**TASK INSTRUCTIONS:**
Produce a character-for-character copy of the data below.

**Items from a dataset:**
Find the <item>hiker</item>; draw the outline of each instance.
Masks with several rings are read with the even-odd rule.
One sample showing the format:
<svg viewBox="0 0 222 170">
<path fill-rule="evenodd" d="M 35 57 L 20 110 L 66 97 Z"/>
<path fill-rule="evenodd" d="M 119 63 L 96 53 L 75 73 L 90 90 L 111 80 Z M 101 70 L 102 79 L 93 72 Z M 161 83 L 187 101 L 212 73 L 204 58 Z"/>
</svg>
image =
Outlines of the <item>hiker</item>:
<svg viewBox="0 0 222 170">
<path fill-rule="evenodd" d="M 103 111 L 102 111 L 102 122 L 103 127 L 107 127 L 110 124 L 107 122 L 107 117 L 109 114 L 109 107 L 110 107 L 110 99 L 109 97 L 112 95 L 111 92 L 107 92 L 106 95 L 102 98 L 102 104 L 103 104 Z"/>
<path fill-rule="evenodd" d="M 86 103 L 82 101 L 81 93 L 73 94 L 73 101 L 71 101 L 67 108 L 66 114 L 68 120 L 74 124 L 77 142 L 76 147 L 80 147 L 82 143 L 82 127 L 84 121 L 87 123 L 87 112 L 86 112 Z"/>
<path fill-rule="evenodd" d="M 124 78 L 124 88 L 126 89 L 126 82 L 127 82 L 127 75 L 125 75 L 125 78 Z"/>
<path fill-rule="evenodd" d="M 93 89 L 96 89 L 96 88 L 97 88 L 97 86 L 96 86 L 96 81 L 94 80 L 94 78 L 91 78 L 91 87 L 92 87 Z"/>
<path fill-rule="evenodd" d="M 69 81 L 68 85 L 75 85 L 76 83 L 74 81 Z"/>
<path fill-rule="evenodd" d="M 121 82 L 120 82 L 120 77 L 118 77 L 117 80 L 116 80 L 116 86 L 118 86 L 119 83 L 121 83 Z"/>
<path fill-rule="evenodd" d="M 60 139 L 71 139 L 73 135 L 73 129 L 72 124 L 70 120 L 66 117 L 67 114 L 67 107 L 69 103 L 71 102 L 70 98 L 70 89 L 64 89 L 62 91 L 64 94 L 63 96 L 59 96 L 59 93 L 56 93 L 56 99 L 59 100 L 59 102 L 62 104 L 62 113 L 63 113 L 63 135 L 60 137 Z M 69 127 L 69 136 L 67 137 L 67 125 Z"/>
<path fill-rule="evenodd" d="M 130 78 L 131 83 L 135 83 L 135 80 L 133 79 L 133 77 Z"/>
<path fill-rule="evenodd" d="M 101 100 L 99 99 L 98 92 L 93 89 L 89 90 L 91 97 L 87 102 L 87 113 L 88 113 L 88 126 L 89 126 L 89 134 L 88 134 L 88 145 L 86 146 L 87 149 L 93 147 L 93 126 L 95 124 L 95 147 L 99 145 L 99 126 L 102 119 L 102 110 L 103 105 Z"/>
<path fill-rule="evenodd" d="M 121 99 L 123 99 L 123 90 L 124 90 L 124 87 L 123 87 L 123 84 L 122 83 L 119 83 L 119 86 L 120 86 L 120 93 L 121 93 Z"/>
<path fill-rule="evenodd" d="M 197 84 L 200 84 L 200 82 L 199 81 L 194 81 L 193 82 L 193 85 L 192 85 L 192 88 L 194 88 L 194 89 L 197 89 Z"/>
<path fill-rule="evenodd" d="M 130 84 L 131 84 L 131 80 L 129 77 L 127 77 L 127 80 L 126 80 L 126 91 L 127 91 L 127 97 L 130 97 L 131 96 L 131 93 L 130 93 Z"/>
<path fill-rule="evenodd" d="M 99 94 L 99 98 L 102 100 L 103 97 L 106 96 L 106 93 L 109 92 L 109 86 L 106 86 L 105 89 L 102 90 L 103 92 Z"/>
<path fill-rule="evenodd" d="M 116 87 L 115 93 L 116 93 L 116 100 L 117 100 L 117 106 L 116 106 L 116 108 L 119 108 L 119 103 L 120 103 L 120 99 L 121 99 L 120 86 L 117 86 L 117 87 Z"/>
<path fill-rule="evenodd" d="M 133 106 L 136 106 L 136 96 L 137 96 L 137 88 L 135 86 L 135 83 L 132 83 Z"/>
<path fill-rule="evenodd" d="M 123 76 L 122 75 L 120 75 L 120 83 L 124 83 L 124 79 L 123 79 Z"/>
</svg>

**ANSWER FOR THIS EXERCISE:**
Find the <item>hiker</item>; draw the outline of each instance.
Masks with several rings are read with the even-odd rule.
One sample showing the format:
<svg viewBox="0 0 222 170">
<path fill-rule="evenodd" d="M 35 57 L 20 110 L 66 97 Z"/>
<path fill-rule="evenodd" d="M 119 63 L 96 53 L 75 73 L 90 90 L 111 80 Z M 101 70 L 102 79 L 93 72 Z M 161 83 L 187 101 L 212 73 L 204 58 Z"/>
</svg>
image =
Outlines of the <item>hiker</item>:
<svg viewBox="0 0 222 170">
<path fill-rule="evenodd" d="M 103 111 L 102 111 L 102 122 L 103 127 L 107 127 L 110 124 L 107 122 L 107 117 L 109 114 L 109 107 L 110 107 L 110 99 L 109 97 L 112 95 L 111 92 L 107 92 L 106 95 L 102 98 L 102 104 L 103 104 Z"/>
<path fill-rule="evenodd" d="M 86 103 L 82 101 L 81 93 L 73 94 L 73 101 L 71 101 L 67 108 L 66 114 L 68 120 L 74 124 L 77 142 L 76 147 L 80 147 L 82 143 L 82 127 L 84 121 L 87 123 L 87 112 L 86 112 Z"/>
<path fill-rule="evenodd" d="M 124 78 L 124 88 L 126 89 L 126 82 L 127 82 L 127 75 L 125 75 L 125 78 Z"/>
<path fill-rule="evenodd" d="M 93 89 L 96 89 L 96 88 L 97 88 L 97 86 L 96 86 L 96 81 L 94 80 L 94 78 L 91 78 L 91 87 L 92 87 Z"/>
<path fill-rule="evenodd" d="M 69 81 L 68 85 L 75 85 L 76 83 L 74 81 Z"/>
<path fill-rule="evenodd" d="M 121 82 L 120 82 L 120 77 L 118 77 L 117 80 L 116 80 L 116 86 L 118 86 L 119 83 L 121 83 Z"/>
<path fill-rule="evenodd" d="M 60 139 L 71 139 L 73 135 L 73 129 L 72 124 L 70 120 L 66 117 L 67 114 L 67 107 L 69 103 L 71 102 L 70 98 L 70 89 L 64 89 L 62 91 L 64 94 L 63 96 L 59 96 L 59 93 L 56 93 L 56 99 L 59 100 L 59 102 L 62 104 L 62 113 L 63 113 L 63 135 L 60 137 Z M 69 127 L 69 136 L 67 137 L 67 125 Z"/>
<path fill-rule="evenodd" d="M 130 78 L 131 83 L 135 83 L 135 80 L 133 79 L 133 77 Z"/>
<path fill-rule="evenodd" d="M 101 100 L 99 99 L 98 92 L 93 89 L 89 90 L 91 97 L 87 102 L 87 113 L 88 113 L 88 126 L 89 126 L 89 134 L 88 134 L 88 145 L 86 146 L 87 149 L 93 147 L 93 126 L 95 124 L 95 147 L 99 145 L 99 126 L 102 119 L 102 110 L 103 105 Z"/>
<path fill-rule="evenodd" d="M 121 99 L 123 99 L 123 90 L 124 90 L 124 87 L 123 87 L 123 84 L 122 83 L 119 83 L 119 86 L 120 86 L 120 93 L 121 93 Z"/>
<path fill-rule="evenodd" d="M 197 84 L 200 84 L 200 82 L 199 81 L 194 81 L 193 82 L 193 85 L 192 85 L 192 88 L 194 88 L 194 89 L 197 89 Z"/>
<path fill-rule="evenodd" d="M 130 84 L 131 84 L 131 80 L 129 77 L 127 77 L 127 80 L 126 80 L 126 91 L 127 91 L 127 97 L 130 97 L 131 96 L 131 93 L 130 93 Z"/>
<path fill-rule="evenodd" d="M 99 94 L 99 98 L 102 100 L 103 97 L 106 96 L 106 93 L 109 92 L 109 86 L 106 86 L 105 89 L 102 90 L 103 92 Z"/>
<path fill-rule="evenodd" d="M 116 87 L 115 93 L 116 93 L 116 100 L 117 100 L 117 106 L 116 106 L 116 108 L 119 108 L 119 103 L 120 103 L 120 99 L 121 99 L 120 86 L 117 86 L 117 87 Z"/>
<path fill-rule="evenodd" d="M 133 106 L 136 106 L 136 96 L 137 96 L 137 88 L 135 86 L 135 83 L 132 83 Z"/>
<path fill-rule="evenodd" d="M 123 76 L 122 75 L 120 75 L 120 83 L 124 83 L 124 79 L 123 79 Z"/>
</svg>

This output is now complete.